*EXERCÍCIO PROPOSTO*: Edite o relato da viagem de sonho e reescreva o trecho que começa nas palavras que contêm "A MINHA VIAGEM" e termina depois de "minha amiga Aura.", com "Lisboa" substituído por "Évora".

*TEXTO APRESENTADO*:
* * *

A MINHA VIAGEM DE SONHO



Na minha adolescência foi sempre minha aspiração viajar e correr mundo. Ai  de mim que as viagens mais frequentes eram até Casa Branca, terra dos meu pais e, lá muito de longe em longe, uma saída até Lisboa, onde o meu irmão estudava.
Foi já depois de casada que consegui ir concretizando o meu sonho.
Viajei muito mais do alguma vez imaginara e posso dizer que conheço a maior parte da Europa e não só. A maior parte das vezes na companhia da minha amiga Aura.
Mas há uma viagem que ficou para mim inesquecível e se sobrepõe a todas as outras. Foi em Agosto de 1978.
Tinha eu na altura um Datsun 1300 muito grande , com um banco corrido na frente e o meu bom amigo Albardeiro logo o cobiçou para irmos dar uma volta por toda a orla marítima de Espanha, saíndo pelo norte de Portugal, passando por Andorra e França. Viajei muito com estes amigos mas estas férias nunca irei esquecer.

* * *

*DADOS FORNECIDOS*:
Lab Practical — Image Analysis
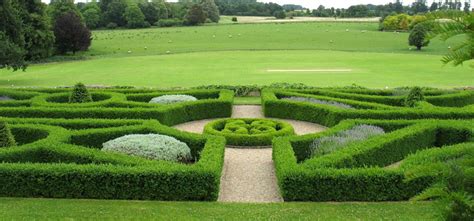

* * *

*SOLUÇÃO ABAIXO*:
A MINHA VIAGEM DE SONHO



Na minha adolescência foi sempre minha aspiração viajar e correr mundo. Ai  de mim que as viagens mais frequentes eram até Casa Branca, terra dos meu pais e, lá muito de longe em longe, uma saída até Évora, onde o meu irmão estudava.
Foi já depois de casada que consegui ir concretizando o meu sonho.
Viajei muito mais do alguma vez imaginara e posso dizer que conheço a maior parte da Europa e não só. A maior parte das vezes na companhia da minha amiga Aura.